**Page:**
□ □ □ □

# ratios

> Retrieve and process data from WRDS Financial Ratios Suite.

### From the manual

*Data Source:*

All accounting related data are obtained from Compustat Quarterly and Annual file. Pricing
related data, such as Market Capitalization and Price, are obtained from both CRSP and
Compustat, and we rely on CRSP as the primary data source for pricing data. Earnings
related data are from IBES database.

*Data Frequency:*

The final outputs for both individual firm and industry-level aggregated value are at
monthly frequency. In order to populate the data to monthly frequency, we carry forward 
the most recent quarterly or annual data item, whichever is most recently available at a
given time stamp, to the subsequent months before the next filing data becomes available.
In addition, in order to make sure that all data is publicly available at the monthly time
stamp, we lag all observations by two months to avoid any look ahead bias.4

*Outlier Control:*

As ratio metrics often produce unintended extreme outliers, we impose two layers of
outliers control before aggregating at the industry level. First, for all the monthly frequency
firm level individual ratio results, we impose a winsorization at 1% level for extreme values,
and truncate the outliers in the top and bottom percentile to be missing. Secondly, to arrive
at the final ratio output, we enforce a 12 month moving average on the monthly frequency
financial ratios. The second step serves two purpose: to further smooth the final output, and
to fill in the truncated extreme months (from step 1) with firm-specific moving average.
Note that the outlier controls are only applied to the ratios fed to the industry-level
aggregation. Outputs for firm-level financial ratios are raw ratios without any truncation or
smoothing. Hence researchers are advised to censor/smooth the raw ratios to get rid of the
extreme outliers before conducting further analysis.

***

`public_date`: date on which the information was available to the public

`adate`: fiscal year to which the information pertains

`qdate`: fiscal quarter to which the information pertains

***

### NOTE:
- This dataset has three variables that are in levels (apart from the ID variables): `be`, `mktcap`, and `price` (i.e. book equity, market cap, and stock price).

- Excludes financials.

- ID variables are: permno, gvkey, ticker, cusip, public_date, adate, qdate, gsector, gicdesc, and all variables starting with "ffi"

***

In [None]:
#| default_exp wrds.ratios

In [None]:
#|exports
from __future__ import annotations
from typing import List

import pandas as pd

import pandasmore as pdm
from finsets.wrds import wrds_api

In [None]:
#| exports
PROVIDER = 'Wharton Research Data Services (WRDS)'
URL = 'https://wrds-www.wharton.upenn.edu/pages/get-data/financial-ratios-suite-wrds/financial-ratios-with-ibes-subscription/financial-ratios-firm-level-ibes/'
LIBRARY = 'wrdsapps_finratio_ibes'
TABLE = 'firm_ratio_ibes'
FREQ = 'M'
MIN_YEAR = 1970
MAX_YEAR = None
ENTITY_ID_IN_RAW_DSET = 'permno'
ENTITY_ID_IN_CLEAN_DSET = 'permno'
TIME_VAR_IN_RAW_DSET = 'public_date'
TIME_VAR_IN_CLEAN_DSET = f'{FREQ}date'

In [None]:
#| export
def list_all_vars() -> pd.DataFrame:
    "Collects names of all available variables from WRDS f`{LIBRARY}.{TABLE}`"

□ □ □ □

Dataset excerpt
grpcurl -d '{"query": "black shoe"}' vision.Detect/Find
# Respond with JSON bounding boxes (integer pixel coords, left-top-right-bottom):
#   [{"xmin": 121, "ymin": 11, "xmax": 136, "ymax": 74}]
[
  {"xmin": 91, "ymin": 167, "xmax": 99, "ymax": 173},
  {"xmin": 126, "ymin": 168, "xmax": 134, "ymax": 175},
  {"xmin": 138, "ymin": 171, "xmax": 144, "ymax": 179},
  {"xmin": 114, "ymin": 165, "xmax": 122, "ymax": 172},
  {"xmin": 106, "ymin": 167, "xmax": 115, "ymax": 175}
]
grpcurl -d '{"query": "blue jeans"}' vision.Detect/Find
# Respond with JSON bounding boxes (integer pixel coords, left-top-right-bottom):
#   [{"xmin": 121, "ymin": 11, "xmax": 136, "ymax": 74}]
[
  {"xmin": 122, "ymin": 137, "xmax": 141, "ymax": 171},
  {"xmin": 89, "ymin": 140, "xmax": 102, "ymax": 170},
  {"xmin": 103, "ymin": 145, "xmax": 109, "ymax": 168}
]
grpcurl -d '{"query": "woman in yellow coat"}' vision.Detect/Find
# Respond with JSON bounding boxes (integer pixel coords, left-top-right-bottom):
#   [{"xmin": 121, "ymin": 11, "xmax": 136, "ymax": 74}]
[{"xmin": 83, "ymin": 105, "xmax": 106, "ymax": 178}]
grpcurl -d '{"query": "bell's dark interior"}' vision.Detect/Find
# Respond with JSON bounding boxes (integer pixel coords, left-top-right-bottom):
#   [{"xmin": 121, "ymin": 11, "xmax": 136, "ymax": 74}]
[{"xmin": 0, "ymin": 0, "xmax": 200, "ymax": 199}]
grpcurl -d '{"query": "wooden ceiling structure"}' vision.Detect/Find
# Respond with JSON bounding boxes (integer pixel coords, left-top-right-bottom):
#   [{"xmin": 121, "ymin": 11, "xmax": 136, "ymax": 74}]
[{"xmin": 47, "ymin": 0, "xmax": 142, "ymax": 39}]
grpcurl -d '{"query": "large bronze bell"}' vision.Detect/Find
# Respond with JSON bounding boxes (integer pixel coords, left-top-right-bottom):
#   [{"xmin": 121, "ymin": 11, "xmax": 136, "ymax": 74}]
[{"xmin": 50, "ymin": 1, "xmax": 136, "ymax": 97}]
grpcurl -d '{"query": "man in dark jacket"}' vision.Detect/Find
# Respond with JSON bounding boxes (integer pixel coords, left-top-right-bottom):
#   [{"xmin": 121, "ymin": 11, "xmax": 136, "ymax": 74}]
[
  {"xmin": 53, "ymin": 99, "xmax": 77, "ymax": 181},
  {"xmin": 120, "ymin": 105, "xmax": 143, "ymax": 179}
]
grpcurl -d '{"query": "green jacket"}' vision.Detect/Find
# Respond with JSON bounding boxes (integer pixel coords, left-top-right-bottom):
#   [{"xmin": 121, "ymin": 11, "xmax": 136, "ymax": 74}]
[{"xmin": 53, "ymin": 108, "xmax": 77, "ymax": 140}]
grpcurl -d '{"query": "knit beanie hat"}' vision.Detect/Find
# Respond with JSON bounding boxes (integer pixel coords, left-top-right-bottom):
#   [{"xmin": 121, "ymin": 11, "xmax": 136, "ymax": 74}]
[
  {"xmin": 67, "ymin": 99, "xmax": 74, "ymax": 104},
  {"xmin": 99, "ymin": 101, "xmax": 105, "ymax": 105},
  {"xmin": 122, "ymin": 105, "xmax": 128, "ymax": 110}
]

□ □ □ □

**Stated task:** According to the ratios page, why are all observations lagged by two months? The listing has nothing to do with the ratios page.

**Result for this task:** The two-month lag makes sure that all data is publicly available at each monthly time stamp. This avoids any look-ahead bias.